Background: To evaluate the ocular toxicity of trypan blue (TB) injected into the vitreous cavity of rabbit eyes. TB is a dye that could be useful for staining epiretinal membranes during vitrectomy surgery.
Methods: Ten New Zealand White (NZW) rabbits underwent gas-compression vitrectomy. Rabbits were divided into three groups to receive injections of 0.1 ml basic salt solution, 0.1 ml of a 0.06% TB solution or 0.1 ml of a 0.2% TB solution. Ocular toxicity was assessed by slit-lamp biomicroscopy, ophthalmoscopy, electroretinography and histology.
Results: Transient posterior capsule opacification was noted in all animals. No significant reductions in a-wave or b-wave amplitudes were found in any of the animals. Light and electron microscopic examination of the inferior retina in the 0.2% TB-treated eyes showed damaged photoreceptors and marked disorganization. Immunohistochemical staining for rhodopsin was strongly reduced in those sections and staining for proliferation with Ki-67 was positive. No histological abnormalities were found in the upper retina of the 0.2% TB-treated eyes or in any part of the retina of the 0.06% TB-treated or control eyes. No histological abnormalities were found in any of the anterior chamber angle specimens.

::::::::

■ WHAT TO WORK ON
**1.** Do these statements agree with the trypan blue abstract? (a) Ten rabbits had gas-compression vitrectomy. (b) The 0.2% TB-treated eyes showed significant reductions in b-wave amplitude. (c) The upper retina of the 0.2% TB-treated eyes showed damaged photoreceptors. Answer yes or no for each, and quote the words of the abstract that decide it.
**2.** How might the trypan blue abstract carry on? Continue it from its last sentence.

::::::::

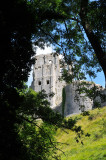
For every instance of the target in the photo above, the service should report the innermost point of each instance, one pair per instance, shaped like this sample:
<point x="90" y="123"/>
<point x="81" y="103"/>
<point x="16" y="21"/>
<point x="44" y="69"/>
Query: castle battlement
<point x="46" y="73"/>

::::::::

■ OUTPUTS FOR THE TASKS
**1.**
(a) Yes: "Ten New Zealand White (NZW) rabbits underwent gas-compression vitrectomy."
(b) No: "No significant reductions in a-wave or b-wave amplitudes were found in any of the animals."
(c) No: "No histological abnormalities were found in the upper retina of the 0.2% TB-treated eyes"

**2.**
Conclusions: Although no signs of toxicity were found after the prolonged presence of TB at a concentration of 0.06% in the vitreous cavity of rabbit eyes, marked damage occurred in the lower retina of 0.2% TB-treated eyes. The short-term presence of TB at a concentration of 0.06% in the vitreous cavity is harmless to the rabbit eye but a higher concentration of TB could be unsafe.